Starting with your form intersections, as a whole you're doing a good job of both constructing these forms such that they feel consistent and cohesive within the same space, and such that the intersections themselves demonstrate a well developing understanding of 3D space. My only issue is really with the manner in which you're drawing the intersections themselves.

I kind of touched on this in my critique for your lesson 6 work - I talked about how your use of line weight was rather heavy handed, and kind of arbitrary, not really focusing on establishing how different forms would overlap one another - but for some reason it didn't occur to me that there was a very simple reason at least for the heavyhandedness. I suppose I could be wrong, but it definitely looks like you're using a thicker pen for the line weight, and you most definitely should not be. Your original linework and any further line weight should be drawn using the same kind of pen.

Line weight itself, is a tool that is focused on clarifying how one form overlaps another - but you appear to be applying it to both the intersection line itself, and the part of the form that exists inside of its neighbour, creating the opposite effect of what you'd want. You're making it seem like the piece stuck inside the other form is in front of it, by giving it thicker lines.

In the future:

Anyway, continuing on, your cylinders in boxes are looking pretty good, though you tend to focus the convergences on only one set of lines, and seem to be keeping the others fairly parallel. Definitely play with more convergence on all three sets of lines.

Now, onto the meat of the lesson - the vehicles. You are definitely right in your observation that in some cases, an orthographic study of just the side view of a given vehicle is not going to be enough. It comes down to thinking about what kind of information you need, what gaps exist in your understanding of the proportions, and what you need to look at in order to fill in those gaps. In many of the vehicles we studied, the side view is sufficient because that's where the majority of the information lays, with the front being relatively straightforward. But that isn't always the case, and you'll note that I did analyze the proportions of the front of the shelby mustang demo.

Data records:
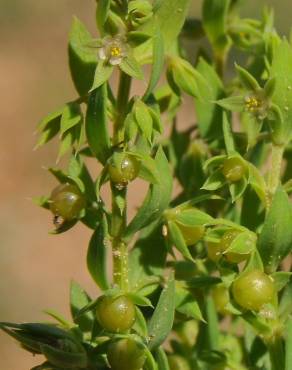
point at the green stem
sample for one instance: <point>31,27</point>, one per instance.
<point>119,196</point>
<point>276,351</point>
<point>275,172</point>
<point>288,345</point>
<point>122,102</point>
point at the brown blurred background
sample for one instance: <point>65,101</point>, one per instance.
<point>36,268</point>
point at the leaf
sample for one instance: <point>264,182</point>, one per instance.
<point>102,12</point>
<point>82,59</point>
<point>275,240</point>
<point>187,305</point>
<point>157,199</point>
<point>140,325</point>
<point>281,70</point>
<point>78,299</point>
<point>144,119</point>
<point>215,13</point>
<point>288,344</point>
<point>132,67</point>
<point>147,259</point>
<point>97,255</point>
<point>161,359</point>
<point>237,189</point>
<point>285,306</point>
<point>247,80</point>
<point>169,17</point>
<point>96,124</point>
<point>193,217</point>
<point>232,103</point>
<point>281,279</point>
<point>64,359</point>
<point>102,74</point>
<point>157,63</point>
<point>162,319</point>
<point>49,127</point>
<point>209,114</point>
<point>254,263</point>
<point>139,300</point>
<point>228,136</point>
<point>178,240</point>
<point>71,116</point>
<point>215,181</point>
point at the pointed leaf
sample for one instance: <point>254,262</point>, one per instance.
<point>162,319</point>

Tasks for this exercise:
A – Summarize the drawing critique in two sentences.
B – Print every line of the data records without changing anything, but leave out the picture.

Response list:
A – The critique says the form intersections are consistent and show a well-developing grasp of 3D space, but the line weight looks heavy-handed, probably from using a thicker pen instead of the same kind of pen as the original linework. It also finds the line weight applied to the wrong parts, says the cylinders in boxes need convergence on all three sets of lines, and agrees that a side-view orthographic study is not always enough for a vehicle.

B –
point at the green stem
sample for one instance: <point>31,27</point>, one per instance.
<point>119,196</point>
<point>276,351</point>
<point>275,172</point>
<point>288,345</point>
<point>122,102</point>
point at the brown blurred background
sample for one instance: <point>65,101</point>, one per instance.
<point>36,268</point>
point at the leaf
sample for one instance: <point>264,182</point>, one per instance.
<point>102,12</point>
<point>82,59</point>
<point>275,240</point>
<point>187,305</point>
<point>157,199</point>
<point>140,325</point>
<point>281,70</point>
<point>78,299</point>
<point>144,119</point>
<point>215,13</point>
<point>288,344</point>
<point>132,67</point>
<point>147,259</point>
<point>97,255</point>
<point>161,359</point>
<point>237,189</point>
<point>285,306</point>
<point>247,80</point>
<point>169,17</point>
<point>96,124</point>
<point>193,217</point>
<point>232,103</point>
<point>281,279</point>
<point>64,359</point>
<point>102,74</point>
<point>157,63</point>
<point>162,319</point>
<point>49,127</point>
<point>209,114</point>
<point>254,263</point>
<point>139,300</point>
<point>228,136</point>
<point>178,240</point>
<point>71,116</point>
<point>215,181</point>
point at the pointed leaf
sample for one instance: <point>254,262</point>, one per instance.
<point>162,319</point>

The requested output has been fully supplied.